--- Task instructions ---
Find the word "mountain" in the records below. List each line containing it.

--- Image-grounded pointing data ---
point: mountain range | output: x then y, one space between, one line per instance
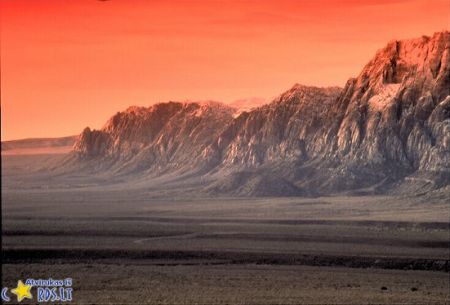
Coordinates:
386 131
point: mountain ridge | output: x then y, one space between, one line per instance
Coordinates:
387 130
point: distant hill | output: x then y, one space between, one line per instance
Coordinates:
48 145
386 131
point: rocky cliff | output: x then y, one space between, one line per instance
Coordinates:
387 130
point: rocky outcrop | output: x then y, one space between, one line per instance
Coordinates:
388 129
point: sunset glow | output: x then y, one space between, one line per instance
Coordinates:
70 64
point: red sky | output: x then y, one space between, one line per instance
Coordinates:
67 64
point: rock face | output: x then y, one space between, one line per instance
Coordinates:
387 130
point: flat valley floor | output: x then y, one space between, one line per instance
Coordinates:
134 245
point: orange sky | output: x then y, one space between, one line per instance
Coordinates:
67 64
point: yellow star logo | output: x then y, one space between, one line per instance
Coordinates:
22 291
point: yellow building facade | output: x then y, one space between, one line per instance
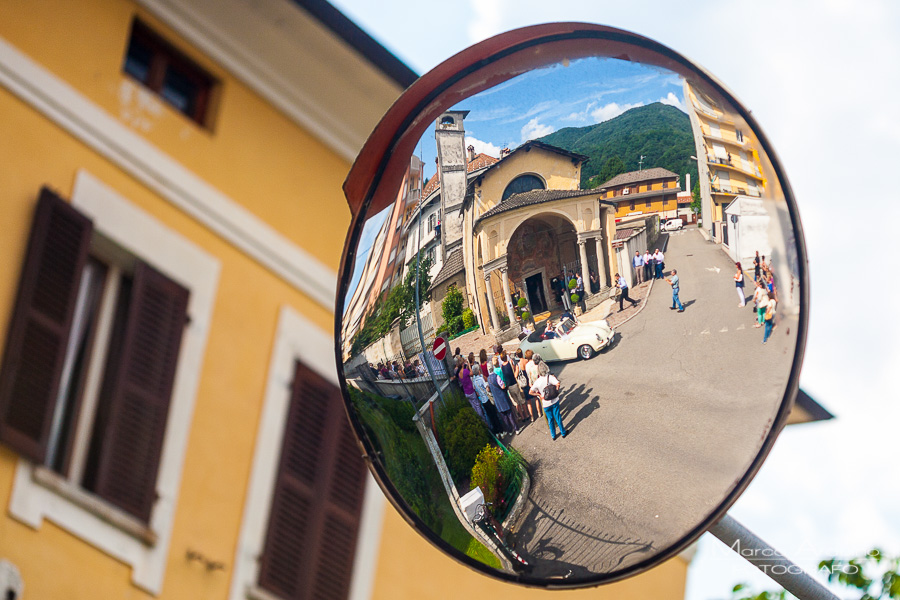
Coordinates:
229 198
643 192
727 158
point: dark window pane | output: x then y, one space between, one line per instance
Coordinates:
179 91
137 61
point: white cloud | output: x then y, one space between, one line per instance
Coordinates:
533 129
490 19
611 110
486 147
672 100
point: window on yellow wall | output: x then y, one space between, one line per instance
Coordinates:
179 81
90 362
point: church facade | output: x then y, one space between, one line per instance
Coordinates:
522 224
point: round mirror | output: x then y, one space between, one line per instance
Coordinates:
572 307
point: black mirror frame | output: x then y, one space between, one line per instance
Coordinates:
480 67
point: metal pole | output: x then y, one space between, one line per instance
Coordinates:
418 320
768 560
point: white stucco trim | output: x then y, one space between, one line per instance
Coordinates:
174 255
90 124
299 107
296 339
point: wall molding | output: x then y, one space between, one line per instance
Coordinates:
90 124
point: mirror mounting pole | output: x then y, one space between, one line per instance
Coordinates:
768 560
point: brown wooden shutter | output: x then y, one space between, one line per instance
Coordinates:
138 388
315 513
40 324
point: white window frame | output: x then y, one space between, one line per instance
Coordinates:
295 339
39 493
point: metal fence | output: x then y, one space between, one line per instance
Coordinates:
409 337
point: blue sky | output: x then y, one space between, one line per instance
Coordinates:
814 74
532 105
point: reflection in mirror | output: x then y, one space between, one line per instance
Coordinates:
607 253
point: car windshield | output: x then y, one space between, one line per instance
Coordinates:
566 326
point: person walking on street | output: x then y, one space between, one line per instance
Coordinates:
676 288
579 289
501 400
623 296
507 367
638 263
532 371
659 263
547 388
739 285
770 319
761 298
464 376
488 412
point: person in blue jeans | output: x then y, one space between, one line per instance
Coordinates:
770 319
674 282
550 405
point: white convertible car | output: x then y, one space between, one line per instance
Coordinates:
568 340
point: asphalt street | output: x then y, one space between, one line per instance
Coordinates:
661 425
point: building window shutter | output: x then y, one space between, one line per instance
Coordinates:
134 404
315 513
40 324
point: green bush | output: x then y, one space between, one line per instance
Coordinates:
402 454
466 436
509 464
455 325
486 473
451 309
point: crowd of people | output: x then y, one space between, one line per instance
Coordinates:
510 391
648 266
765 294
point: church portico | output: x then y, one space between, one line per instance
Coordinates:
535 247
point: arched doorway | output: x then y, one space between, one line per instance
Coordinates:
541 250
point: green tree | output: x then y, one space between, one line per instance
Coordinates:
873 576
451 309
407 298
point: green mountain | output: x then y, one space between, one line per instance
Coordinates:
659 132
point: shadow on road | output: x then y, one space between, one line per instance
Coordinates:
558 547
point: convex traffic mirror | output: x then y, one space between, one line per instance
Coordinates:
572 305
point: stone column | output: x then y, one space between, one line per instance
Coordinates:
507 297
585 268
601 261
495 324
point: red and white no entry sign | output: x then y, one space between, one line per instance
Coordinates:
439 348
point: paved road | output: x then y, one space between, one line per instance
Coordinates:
--
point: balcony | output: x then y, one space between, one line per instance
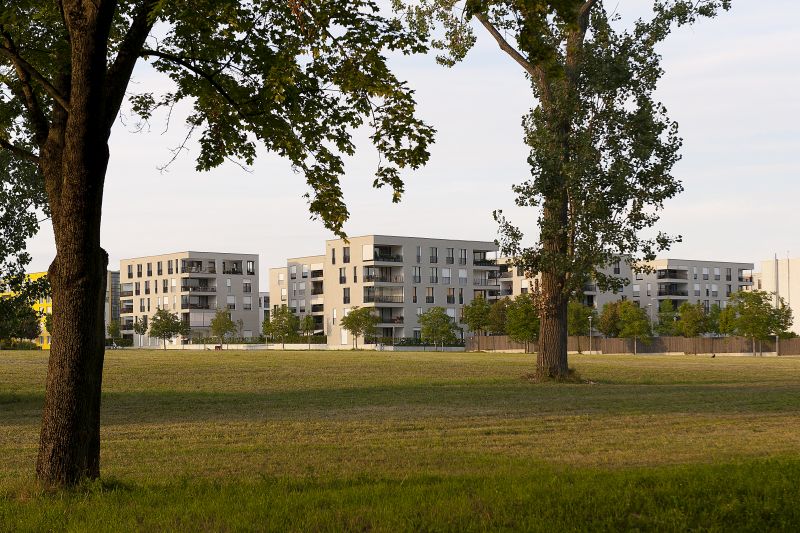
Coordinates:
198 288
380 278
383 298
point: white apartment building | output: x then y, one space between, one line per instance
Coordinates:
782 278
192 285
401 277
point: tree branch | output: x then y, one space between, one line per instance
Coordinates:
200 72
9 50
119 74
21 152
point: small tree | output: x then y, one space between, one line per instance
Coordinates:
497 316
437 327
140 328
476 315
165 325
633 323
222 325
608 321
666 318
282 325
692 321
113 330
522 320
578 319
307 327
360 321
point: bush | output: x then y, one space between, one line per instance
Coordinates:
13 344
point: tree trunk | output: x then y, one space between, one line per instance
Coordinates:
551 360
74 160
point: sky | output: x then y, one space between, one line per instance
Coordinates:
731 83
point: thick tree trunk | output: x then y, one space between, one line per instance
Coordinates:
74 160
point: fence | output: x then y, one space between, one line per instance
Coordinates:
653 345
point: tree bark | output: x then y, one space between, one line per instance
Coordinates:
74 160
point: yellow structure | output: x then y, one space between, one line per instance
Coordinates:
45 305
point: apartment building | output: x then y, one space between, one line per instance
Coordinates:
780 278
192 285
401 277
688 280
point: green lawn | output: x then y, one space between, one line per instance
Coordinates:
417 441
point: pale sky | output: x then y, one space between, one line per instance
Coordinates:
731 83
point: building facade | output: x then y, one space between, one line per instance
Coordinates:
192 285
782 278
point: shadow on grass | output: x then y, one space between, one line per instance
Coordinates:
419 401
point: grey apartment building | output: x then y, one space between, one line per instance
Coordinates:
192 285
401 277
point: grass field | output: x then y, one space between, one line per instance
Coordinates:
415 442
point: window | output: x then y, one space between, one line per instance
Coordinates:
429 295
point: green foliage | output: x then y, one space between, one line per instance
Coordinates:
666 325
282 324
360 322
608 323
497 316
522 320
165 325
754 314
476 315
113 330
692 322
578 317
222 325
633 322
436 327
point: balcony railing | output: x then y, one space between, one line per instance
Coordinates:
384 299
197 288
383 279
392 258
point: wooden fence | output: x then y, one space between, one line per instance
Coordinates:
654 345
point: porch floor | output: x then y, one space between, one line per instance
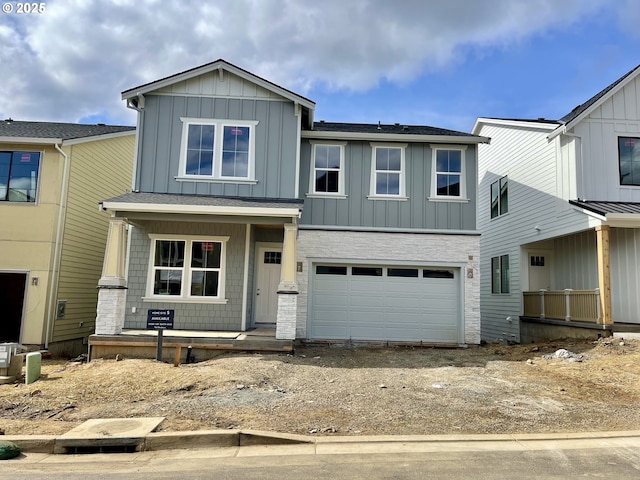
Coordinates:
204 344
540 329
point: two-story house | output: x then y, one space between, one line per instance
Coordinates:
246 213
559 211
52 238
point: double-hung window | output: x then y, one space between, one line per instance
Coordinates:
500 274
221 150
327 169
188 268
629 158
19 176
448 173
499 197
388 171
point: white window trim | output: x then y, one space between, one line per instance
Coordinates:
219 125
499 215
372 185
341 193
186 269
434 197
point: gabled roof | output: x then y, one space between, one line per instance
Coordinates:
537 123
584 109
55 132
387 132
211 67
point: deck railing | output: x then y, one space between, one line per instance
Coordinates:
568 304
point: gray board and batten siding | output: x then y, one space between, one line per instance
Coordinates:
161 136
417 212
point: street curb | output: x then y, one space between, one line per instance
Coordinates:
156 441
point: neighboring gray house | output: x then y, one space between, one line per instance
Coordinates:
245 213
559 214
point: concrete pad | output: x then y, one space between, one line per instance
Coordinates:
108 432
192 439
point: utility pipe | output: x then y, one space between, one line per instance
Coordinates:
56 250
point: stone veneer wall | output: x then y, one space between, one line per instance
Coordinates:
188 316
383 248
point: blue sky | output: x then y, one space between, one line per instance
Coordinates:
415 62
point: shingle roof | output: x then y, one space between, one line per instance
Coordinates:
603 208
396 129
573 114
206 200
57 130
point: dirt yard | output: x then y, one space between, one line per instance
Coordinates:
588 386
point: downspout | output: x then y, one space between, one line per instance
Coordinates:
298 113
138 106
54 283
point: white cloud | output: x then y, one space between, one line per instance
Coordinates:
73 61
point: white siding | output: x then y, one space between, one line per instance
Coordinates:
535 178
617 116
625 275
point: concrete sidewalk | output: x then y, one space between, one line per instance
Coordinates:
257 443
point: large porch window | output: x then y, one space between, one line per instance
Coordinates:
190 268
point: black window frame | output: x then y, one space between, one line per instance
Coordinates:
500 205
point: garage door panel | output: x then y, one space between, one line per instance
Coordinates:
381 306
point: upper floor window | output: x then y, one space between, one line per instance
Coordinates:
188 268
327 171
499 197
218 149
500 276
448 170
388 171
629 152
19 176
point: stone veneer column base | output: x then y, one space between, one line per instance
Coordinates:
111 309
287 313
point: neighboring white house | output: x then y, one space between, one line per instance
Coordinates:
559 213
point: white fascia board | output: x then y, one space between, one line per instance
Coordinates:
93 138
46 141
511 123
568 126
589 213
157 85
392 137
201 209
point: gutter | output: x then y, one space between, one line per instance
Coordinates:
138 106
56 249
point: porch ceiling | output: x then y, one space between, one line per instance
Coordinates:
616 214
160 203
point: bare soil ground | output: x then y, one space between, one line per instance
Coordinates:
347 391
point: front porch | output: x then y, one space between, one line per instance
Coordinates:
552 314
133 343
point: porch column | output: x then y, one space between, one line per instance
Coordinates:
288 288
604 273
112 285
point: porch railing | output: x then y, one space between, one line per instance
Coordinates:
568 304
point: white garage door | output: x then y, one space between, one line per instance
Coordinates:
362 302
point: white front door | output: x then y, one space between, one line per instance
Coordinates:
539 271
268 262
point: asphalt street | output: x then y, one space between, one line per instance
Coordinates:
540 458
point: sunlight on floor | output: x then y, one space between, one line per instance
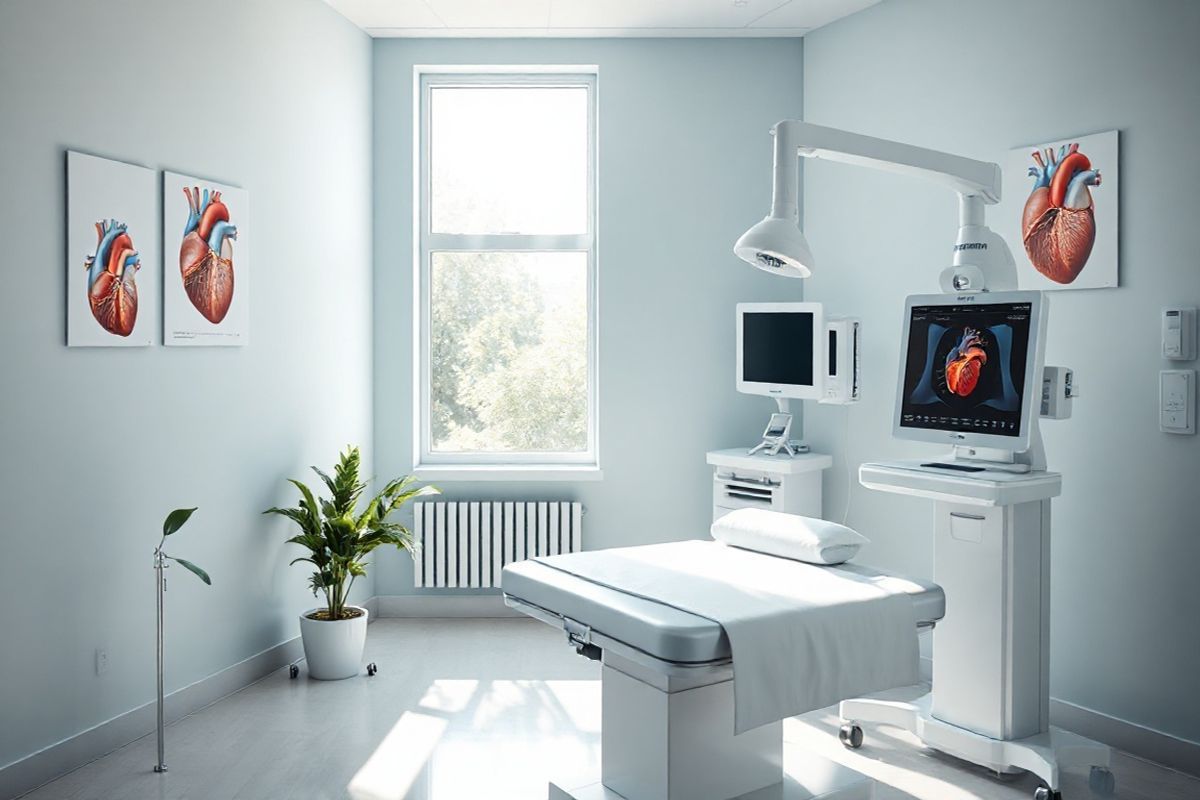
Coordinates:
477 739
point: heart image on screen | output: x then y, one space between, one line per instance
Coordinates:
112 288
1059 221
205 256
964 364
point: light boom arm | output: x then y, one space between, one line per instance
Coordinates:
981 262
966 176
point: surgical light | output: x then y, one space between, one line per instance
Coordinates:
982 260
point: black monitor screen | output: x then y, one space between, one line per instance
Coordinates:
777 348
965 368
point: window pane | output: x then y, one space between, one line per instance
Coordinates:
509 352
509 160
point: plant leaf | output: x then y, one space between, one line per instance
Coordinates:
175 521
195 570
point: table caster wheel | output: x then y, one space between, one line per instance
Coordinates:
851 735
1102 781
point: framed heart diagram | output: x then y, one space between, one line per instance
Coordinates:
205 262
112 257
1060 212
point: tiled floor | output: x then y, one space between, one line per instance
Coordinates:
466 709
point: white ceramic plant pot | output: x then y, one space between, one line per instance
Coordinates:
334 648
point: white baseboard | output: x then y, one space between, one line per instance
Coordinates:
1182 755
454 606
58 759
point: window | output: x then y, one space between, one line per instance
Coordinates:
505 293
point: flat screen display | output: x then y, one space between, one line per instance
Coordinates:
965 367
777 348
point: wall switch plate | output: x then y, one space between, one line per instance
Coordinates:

--- Answer to the exercise ---
point: mountain range | output: x then y, one space between, one line per instance
point: mountain ridge | output: x then y, one space between, one line per instance
point: green mountain | output: x then y, one space between, one line per instance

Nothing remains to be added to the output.